:: Records for the exercise ::

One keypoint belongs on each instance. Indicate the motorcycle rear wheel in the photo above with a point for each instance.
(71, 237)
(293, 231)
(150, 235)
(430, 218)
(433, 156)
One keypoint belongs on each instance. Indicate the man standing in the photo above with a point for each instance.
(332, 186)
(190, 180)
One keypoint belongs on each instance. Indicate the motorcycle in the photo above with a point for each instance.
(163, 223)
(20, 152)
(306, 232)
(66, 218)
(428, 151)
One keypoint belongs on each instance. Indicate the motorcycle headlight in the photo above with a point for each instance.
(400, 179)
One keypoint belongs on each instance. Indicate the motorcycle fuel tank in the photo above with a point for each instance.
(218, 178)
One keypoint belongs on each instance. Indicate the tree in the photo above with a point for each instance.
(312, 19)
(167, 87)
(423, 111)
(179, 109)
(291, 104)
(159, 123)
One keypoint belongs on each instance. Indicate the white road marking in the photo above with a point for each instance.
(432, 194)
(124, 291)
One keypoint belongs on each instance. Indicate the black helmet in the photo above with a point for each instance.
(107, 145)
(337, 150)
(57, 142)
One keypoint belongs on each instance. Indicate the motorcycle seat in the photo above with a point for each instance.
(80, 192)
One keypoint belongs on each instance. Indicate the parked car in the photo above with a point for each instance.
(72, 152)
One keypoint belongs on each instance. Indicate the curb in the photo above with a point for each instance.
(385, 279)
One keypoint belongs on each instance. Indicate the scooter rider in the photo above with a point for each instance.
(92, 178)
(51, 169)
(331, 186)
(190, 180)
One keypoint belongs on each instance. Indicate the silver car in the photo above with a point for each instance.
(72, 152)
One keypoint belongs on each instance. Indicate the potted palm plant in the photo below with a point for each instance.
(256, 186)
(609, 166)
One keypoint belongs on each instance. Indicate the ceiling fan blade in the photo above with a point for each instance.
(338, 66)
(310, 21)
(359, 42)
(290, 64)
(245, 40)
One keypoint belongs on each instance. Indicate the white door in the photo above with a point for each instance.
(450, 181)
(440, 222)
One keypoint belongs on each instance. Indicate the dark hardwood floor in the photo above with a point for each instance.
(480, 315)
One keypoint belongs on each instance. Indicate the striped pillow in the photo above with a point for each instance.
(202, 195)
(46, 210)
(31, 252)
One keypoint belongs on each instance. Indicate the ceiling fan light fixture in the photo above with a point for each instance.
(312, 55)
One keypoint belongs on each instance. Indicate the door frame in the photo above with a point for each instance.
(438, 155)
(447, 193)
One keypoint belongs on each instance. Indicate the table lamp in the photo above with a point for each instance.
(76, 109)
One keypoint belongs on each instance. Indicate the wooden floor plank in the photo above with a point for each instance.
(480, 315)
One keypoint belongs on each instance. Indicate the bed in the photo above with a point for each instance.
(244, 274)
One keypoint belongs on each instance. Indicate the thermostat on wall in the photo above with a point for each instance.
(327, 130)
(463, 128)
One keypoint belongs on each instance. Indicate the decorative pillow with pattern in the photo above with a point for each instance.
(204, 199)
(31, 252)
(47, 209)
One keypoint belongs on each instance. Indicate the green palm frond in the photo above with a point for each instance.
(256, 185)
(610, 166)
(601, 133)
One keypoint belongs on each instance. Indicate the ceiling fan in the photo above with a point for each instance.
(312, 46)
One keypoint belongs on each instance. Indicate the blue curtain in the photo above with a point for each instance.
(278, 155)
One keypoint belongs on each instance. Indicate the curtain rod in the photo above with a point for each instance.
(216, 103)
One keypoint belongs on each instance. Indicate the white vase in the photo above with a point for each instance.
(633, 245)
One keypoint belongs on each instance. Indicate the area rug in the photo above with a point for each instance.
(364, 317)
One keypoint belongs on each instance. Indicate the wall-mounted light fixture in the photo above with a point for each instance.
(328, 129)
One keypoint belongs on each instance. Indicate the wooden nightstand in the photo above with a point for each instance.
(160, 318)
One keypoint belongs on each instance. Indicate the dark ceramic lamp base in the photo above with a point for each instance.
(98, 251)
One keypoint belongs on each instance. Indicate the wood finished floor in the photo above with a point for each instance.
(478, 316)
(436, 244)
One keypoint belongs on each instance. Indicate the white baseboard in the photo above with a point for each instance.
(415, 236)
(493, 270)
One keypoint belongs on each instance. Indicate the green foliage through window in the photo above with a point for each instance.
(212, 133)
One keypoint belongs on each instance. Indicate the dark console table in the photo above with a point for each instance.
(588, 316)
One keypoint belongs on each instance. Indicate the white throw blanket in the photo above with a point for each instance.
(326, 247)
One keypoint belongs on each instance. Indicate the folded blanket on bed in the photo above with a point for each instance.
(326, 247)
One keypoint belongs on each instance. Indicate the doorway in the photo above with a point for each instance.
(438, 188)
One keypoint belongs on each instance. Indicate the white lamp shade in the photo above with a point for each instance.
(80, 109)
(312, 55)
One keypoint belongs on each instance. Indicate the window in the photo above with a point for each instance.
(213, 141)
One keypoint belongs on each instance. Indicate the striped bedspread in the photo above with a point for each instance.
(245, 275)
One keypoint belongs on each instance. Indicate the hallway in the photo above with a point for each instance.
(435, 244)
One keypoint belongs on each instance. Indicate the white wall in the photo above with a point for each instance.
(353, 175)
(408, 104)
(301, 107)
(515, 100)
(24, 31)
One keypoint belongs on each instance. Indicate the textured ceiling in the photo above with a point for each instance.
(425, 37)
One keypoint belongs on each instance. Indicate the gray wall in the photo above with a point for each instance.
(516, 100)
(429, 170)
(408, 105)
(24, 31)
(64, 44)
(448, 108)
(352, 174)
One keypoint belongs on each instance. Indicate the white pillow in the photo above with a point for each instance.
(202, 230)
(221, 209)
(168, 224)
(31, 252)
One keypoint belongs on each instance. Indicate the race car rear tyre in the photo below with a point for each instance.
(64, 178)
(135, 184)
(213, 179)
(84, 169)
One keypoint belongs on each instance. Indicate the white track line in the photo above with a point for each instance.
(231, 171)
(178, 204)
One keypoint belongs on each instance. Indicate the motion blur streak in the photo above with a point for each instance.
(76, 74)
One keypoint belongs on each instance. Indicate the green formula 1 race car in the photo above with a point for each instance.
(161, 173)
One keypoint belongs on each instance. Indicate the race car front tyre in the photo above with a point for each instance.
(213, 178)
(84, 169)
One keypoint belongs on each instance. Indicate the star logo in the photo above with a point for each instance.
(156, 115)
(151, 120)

:::

- _Set exercise_
Restate every entry word for word.

- _The output_
One keypoint belongs on each instance. Indicate the motorcycle rear wheel in the photo above with a point for each instance.
(71, 237)
(293, 231)
(150, 235)
(430, 218)
(433, 156)
One keypoint belongs on each instance. Indicate the man standing in the photo above with a point for each instance.
(332, 186)
(190, 180)
One keypoint belongs on each instance. Indicate the motorcycle in the photo above with a point for each instance.
(163, 223)
(20, 152)
(306, 232)
(66, 218)
(428, 151)
One keypoint belongs on each instance. Indicate the motorcycle headlight in the photo above with a point for each instance.
(400, 179)
One keypoint belongs on each instance. Indicate the motorcycle fuel tank in the photo above with a point for each instance.
(218, 178)
One keypoint belongs on each instance. Indicate the tree in the photo above with a point for each instance.
(312, 19)
(167, 87)
(423, 111)
(179, 109)
(291, 104)
(159, 123)
One keypoint belongs on each instance. Indicate the white road marking in the photo above with a point for each instance.
(432, 194)
(124, 291)
One keypoint belongs on each instance. Indicate the black helmet in the photo above with a point for each instance.
(107, 145)
(337, 150)
(57, 142)
One keypoint belongs on each instance. Indicate the motorcycle seat in the photo above with a point for each instance.
(80, 192)
One keypoint belongs on each instance. Indicate the parked car in the photo above with a point for each instance.
(72, 152)
One keypoint belongs on each instance. Indicate the curb in the photo above with a point for each instance.
(385, 279)
One keypoint belongs on each instance. Indicate the scooter rider in the photo above with a point for each instance.
(92, 178)
(51, 169)
(331, 186)
(190, 180)
One keypoint belongs on each instance. Indicate the silver car in the photo above with a point for each instance.
(72, 152)
One keypoint belongs on each instance. Indicate the potted palm plant in the photo below with a point for each instance.
(256, 186)
(609, 166)
One keypoint belongs on each instance. Indicate the ceiling fan blade in the photo above with a point for each instance.
(338, 66)
(310, 21)
(359, 42)
(290, 64)
(245, 40)
One keypoint belongs on each instance. Indicate the white door in the photo above with a point for each instance.
(450, 181)
(440, 222)
One keypoint belongs on each instance. Indicate the dark hardwood floor in the photo above with a point for each instance.
(480, 315)
One keypoint belongs on each instance. Indicate the striped pillow in the photo above with a point for each instance.
(202, 195)
(46, 210)
(31, 252)
One keypoint belongs on each instance. Indicate the ceiling fan light fixture in the photo above with a point for each instance.
(312, 55)
One keypoint belongs on each instance. Indicate the door frame in the photo above with a point for each instance.
(438, 155)
(447, 193)
One keypoint belongs on each instance. Indicate the table lamp in the photo above with a point for each instance.
(76, 109)
One keypoint belongs on each instance. Indicate the wooden floor plank in the photo above with a point for each instance.
(480, 315)
One keypoint belongs on each instance. Indicate the bed in the photo above with a point for each instance.
(244, 274)
One keypoint belongs on each instance. Indicate the thermostat on wall in the photo above with a point for each instance.
(327, 130)
(463, 128)
One keypoint belongs on each instance. Indicate the decorative pillow with pattern in the photo above with a point for each instance.
(204, 199)
(31, 252)
(47, 209)
One keypoint belongs on each instance. Indicate the green palm frond in the photo above with a point for each instance.
(256, 185)
(610, 166)
(601, 133)
One keypoint belongs on each instance. Indicate the ceiling fan in the photo above with a point for each instance.
(312, 46)
One keypoint belongs on each instance. Indicate the blue curtain in the photo above with a point for each instance.
(278, 155)
One keypoint belongs on each instance. Indicate the curtain rod in the photo above with a point for each instance.
(216, 103)
One keypoint belongs on each instance. Indicate the white vase in the photo above with a point for each instance.
(633, 245)
One keypoint belongs on each instance. Indicate the area rug in the photo above with a point for each instance.
(364, 317)
One keypoint belongs on each instance. Indicate the wall-mounted light fixture in the photo above with a point for each instance.
(328, 129)
One keypoint belongs on each instance. Indicate the wooden nightstand in the photo above with a point for each instance.
(160, 318)
One keypoint belongs on each instance. Indicate the dark ceramic lamp base in the photo above with a point for each instance.
(98, 251)
One keypoint belongs on each instance. Indicate the wood finished floor in the photo above with a point for each instance.
(478, 316)
(436, 244)
One keypoint belongs on each instance. Indicate the white baseboard in the photo above with a point for each instance.
(415, 236)
(493, 270)
One keypoint belongs on each instance. Indicate the green foliage through window in the photo above with a point for each instance.
(212, 133)
One keypoint belongs on each instance. Indicate the dark console table in the photo above with a point for each instance.
(588, 316)
One keypoint belongs on each instance. Indicate the white throw blanket in the photo above with a point for each instance.
(326, 247)
One keypoint belongs on each instance. Indicate the folded blanket on bed in the photo above with a point for each instance.
(326, 247)
One keypoint belongs on each instance. Indicate the doorway in the photo above with a point for each instance.
(438, 188)
One keypoint belongs on each instance. Indicate the white lamp shade in the photo above with a point for each instance.
(80, 109)
(312, 55)
One keypoint belongs on each instance. Indicate the window in the photo above with a point for each instance.
(213, 141)
One keypoint belongs on each instance. Indicate the striped bedspread in the photo above with a point for each instance.
(245, 275)
One keypoint belongs on each instance. Indicate the hallway in the photo above with a point for each instance.
(435, 244)
One keypoint belongs on each instance. Indicate the white wall in the photo above with a point for each instance.
(353, 175)
(408, 104)
(301, 107)
(515, 100)
(24, 31)
One keypoint belongs on each instance. Indicate the textured ceiling in the photo above with a point for each instance.
(425, 37)
One keypoint belongs on each instance. Indicate the gray wall in the photo above with a point for each instance.
(516, 100)
(429, 170)
(408, 105)
(24, 31)
(64, 44)
(448, 108)
(352, 174)
One keypoint belongs on each instance. Indicate the white pillow in the photo above with a point for each instance.
(202, 230)
(221, 209)
(168, 224)
(31, 252)
One keypoint belongs on each instance. Indicate the race car rear tyre in the photo below with a point for each instance.
(64, 178)
(135, 184)
(213, 179)
(84, 169)
One keypoint belongs on each instance. Indicate the white track line in the photo above with a point for each instance.
(231, 171)
(178, 204)
One keypoint belongs on each instance. Indicate the motion blur streak in the photo above with a point for each instance.
(76, 74)
One keypoint belongs on each instance. Indicate the green formula 1 race car in the photo above with a point for each instance.
(161, 173)
One keypoint belongs on each instance. Indicate the race car front tyre in the photo above with a point for each instance.
(213, 178)
(84, 169)
One keypoint belongs on each instance. Indicate the star logo in the photo above with a point for each instance.
(156, 115)
(151, 120)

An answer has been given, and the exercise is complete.